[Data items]
_ _ _

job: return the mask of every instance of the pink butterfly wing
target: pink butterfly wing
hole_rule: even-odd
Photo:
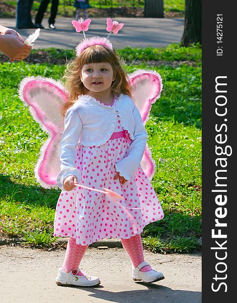
[[[160,96],[162,79],[155,71],[138,70],[129,75],[133,100],[142,117],[144,125],[149,119],[152,105]],[[146,145],[141,166],[147,177],[151,180],[155,172],[155,163]]]
[[[83,22],[83,30],[86,31],[89,29],[89,26],[91,22],[91,19],[86,19]]]
[[[40,149],[35,176],[43,187],[56,187],[56,177],[60,171],[59,148],[64,129],[60,112],[68,94],[61,82],[33,77],[21,82],[19,92],[20,98],[30,106],[34,119],[49,135]]]
[[[76,31],[78,33],[80,33],[82,30],[81,24],[77,21],[76,20],[73,20],[72,21],[72,24],[74,26],[76,29]]]
[[[117,24],[113,30],[113,33],[117,34],[118,31],[120,31],[121,29],[121,28],[124,26],[124,23],[118,23],[118,24]]]
[[[113,22],[112,21],[112,20],[110,19],[109,18],[107,18],[106,19],[106,24],[107,24],[107,27],[106,27],[106,30],[107,31],[110,32],[112,30],[112,29],[113,29]]]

_ _ _

**WHAT IS BEING ASKED:**
Echo the data items above line for line, without any changes, but omit the pictures from your reply.

**RESPONSE:**
job: return the mask of every instance of the pink butterfly wing
target: pink butterfly wing
hole_rule: even-odd
Photo:
[[[160,96],[162,79],[155,71],[138,70],[129,75],[133,100],[142,117],[144,125],[149,119],[152,105]],[[146,145],[141,166],[147,177],[151,180],[155,172],[155,163]]]
[[[83,22],[83,30],[86,31],[89,29],[89,26],[91,22],[91,19],[86,19]]]
[[[40,149],[35,176],[43,187],[56,187],[56,177],[60,171],[59,148],[64,129],[60,112],[68,94],[61,82],[33,77],[21,82],[19,92],[20,98],[30,106],[34,119],[49,135]]]
[[[76,31],[78,33],[80,33],[82,30],[81,24],[77,21],[76,20],[73,20],[72,21],[72,24],[74,26],[76,29]]]
[[[117,24],[113,30],[113,33],[117,34],[118,31],[120,31],[121,29],[121,28],[124,26],[124,23],[118,23],[118,24]]]
[[[113,22],[112,21],[112,20],[110,19],[109,18],[107,18],[106,19],[106,24],[107,24],[107,27],[106,27],[106,30],[107,31],[110,32],[112,30],[112,29],[113,29]]]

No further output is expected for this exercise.